**STATED PROBLEM A:** Print the Pleasurable Kingdom review below word for word, with nothing changed.

**SOURCE TEXT:**
┌──

Why shouldn't we expect the cat that got the cream to purr like a kitten? It feels, too

Pleasurable Kingdom

Published on
September 1, 2006
Last updated
May 22, 2015

This is a lively, shrewd, well-argued book on the simple theme that animals are able to feel pleasure. People new to the topic may be surprised that such an obvious fact should need arguing. But, as Jonathan Balcombe makes clear, this field has long been ruled by rather bizarre a priori theories: "During much of the 20th century, scientific thinking was gripped by a stifling 'behaviourist' dogma that rejected the idea of animals as conscious feeling beings. As a consequence, the recently prevailing attitude to the question of animal feelings was to either flatly deny them, or ignore them."

└──

**Position annotation records:**

┌──

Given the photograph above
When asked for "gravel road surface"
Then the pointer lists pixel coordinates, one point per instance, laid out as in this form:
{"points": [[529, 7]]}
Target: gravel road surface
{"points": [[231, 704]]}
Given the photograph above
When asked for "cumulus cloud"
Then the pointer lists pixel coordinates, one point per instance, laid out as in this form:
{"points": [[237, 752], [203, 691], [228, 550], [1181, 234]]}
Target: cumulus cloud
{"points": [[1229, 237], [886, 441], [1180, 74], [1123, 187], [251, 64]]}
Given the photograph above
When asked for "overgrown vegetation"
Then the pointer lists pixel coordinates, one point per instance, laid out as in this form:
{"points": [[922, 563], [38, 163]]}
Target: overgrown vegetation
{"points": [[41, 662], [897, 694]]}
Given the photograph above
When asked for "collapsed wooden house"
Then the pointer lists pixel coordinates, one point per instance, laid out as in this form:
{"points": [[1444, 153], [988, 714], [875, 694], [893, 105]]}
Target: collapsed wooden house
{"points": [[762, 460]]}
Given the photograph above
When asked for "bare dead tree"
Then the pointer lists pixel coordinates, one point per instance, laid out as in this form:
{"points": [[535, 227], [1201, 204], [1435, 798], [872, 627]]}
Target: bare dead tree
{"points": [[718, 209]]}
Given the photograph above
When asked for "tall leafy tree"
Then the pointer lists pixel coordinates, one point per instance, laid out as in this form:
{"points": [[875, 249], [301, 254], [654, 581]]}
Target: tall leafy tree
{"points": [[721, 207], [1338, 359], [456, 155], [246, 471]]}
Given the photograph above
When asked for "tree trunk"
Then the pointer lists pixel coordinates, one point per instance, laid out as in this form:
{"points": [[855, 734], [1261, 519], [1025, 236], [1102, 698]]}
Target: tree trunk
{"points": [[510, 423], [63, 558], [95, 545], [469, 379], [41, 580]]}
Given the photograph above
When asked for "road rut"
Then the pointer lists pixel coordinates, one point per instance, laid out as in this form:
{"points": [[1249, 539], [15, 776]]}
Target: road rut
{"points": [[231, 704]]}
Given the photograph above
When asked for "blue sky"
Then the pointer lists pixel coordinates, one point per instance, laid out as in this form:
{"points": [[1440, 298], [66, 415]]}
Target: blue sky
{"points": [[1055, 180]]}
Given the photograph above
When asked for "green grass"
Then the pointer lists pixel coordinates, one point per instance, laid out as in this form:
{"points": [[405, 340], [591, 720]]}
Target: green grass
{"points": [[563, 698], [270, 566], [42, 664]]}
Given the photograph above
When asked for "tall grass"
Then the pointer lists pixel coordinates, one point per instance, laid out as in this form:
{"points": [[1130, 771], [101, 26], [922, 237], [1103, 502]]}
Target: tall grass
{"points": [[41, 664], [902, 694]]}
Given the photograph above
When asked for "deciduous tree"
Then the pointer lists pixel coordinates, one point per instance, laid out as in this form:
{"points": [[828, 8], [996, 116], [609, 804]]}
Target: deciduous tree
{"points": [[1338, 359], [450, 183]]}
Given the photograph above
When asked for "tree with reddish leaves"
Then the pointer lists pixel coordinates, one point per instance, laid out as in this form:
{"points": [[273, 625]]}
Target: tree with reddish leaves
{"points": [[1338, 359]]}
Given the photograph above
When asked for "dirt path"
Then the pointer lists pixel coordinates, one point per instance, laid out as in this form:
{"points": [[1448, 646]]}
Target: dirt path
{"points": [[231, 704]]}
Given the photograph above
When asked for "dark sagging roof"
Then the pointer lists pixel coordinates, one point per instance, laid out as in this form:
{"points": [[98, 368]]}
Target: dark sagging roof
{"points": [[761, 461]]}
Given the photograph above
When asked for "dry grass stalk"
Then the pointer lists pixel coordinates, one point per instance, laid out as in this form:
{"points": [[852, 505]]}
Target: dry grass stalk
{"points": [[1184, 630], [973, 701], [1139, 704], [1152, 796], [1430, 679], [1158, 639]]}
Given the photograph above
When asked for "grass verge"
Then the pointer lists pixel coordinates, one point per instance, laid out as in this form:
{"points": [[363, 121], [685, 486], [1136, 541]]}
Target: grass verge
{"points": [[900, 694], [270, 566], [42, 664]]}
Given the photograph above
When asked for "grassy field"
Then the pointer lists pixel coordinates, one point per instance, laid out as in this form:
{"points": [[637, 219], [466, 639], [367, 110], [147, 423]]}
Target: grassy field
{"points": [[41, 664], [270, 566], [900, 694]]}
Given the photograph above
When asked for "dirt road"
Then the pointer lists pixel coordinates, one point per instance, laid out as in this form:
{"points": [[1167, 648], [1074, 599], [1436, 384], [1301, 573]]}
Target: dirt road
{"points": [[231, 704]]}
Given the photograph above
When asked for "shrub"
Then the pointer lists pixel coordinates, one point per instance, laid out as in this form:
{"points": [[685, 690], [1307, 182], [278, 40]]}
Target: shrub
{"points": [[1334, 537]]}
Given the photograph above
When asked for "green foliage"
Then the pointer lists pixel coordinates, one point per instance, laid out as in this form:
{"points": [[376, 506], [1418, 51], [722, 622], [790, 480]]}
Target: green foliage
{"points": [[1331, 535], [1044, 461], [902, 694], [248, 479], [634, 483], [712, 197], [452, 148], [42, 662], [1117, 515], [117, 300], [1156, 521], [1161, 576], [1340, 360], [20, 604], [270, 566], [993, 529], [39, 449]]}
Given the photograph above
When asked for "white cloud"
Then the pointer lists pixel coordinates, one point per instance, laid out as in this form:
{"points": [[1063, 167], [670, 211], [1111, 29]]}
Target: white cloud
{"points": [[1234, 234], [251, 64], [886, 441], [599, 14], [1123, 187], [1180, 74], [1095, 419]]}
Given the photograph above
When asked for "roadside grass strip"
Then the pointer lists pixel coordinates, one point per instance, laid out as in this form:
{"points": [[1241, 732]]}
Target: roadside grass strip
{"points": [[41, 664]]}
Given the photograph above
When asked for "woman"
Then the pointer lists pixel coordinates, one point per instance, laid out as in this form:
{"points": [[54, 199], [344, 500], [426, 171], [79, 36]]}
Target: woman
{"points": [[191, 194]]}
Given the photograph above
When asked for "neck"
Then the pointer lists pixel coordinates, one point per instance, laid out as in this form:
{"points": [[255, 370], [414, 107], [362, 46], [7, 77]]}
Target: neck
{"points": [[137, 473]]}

└──

**STATED PROBLEM B:** Locate each line in the records above that contains the word "white", and copy those lines out in full.

**EXERCISE SOLUTION A:**
Why shouldn't we expect the cat that got the cream to purr like a kitten? It feels, too

Pleasurable Kingdom

Published on
September 1, 2006
Last updated
May 22, 2015

This is a lively, shrewd, well-argued book on the simple theme that animals are able to feel pleasure. People new to the topic may be surprised that such an obvious fact should need arguing. But, as Jonathan Balcombe makes clear, this field has long been ruled by rather bizarre a priori theories: "During much of the 20th century, scientific thinking was gripped by a stifling 'behaviourist' dogma that rejected the idea of animals as conscious feeling beings. As a consequence, the recently prevailing attitude to the question of animal feelings was to either flatly deny them, or ignore them."

**EXERCISE SOLUTION B:**
When asked for "white cloud"
Target: white cloud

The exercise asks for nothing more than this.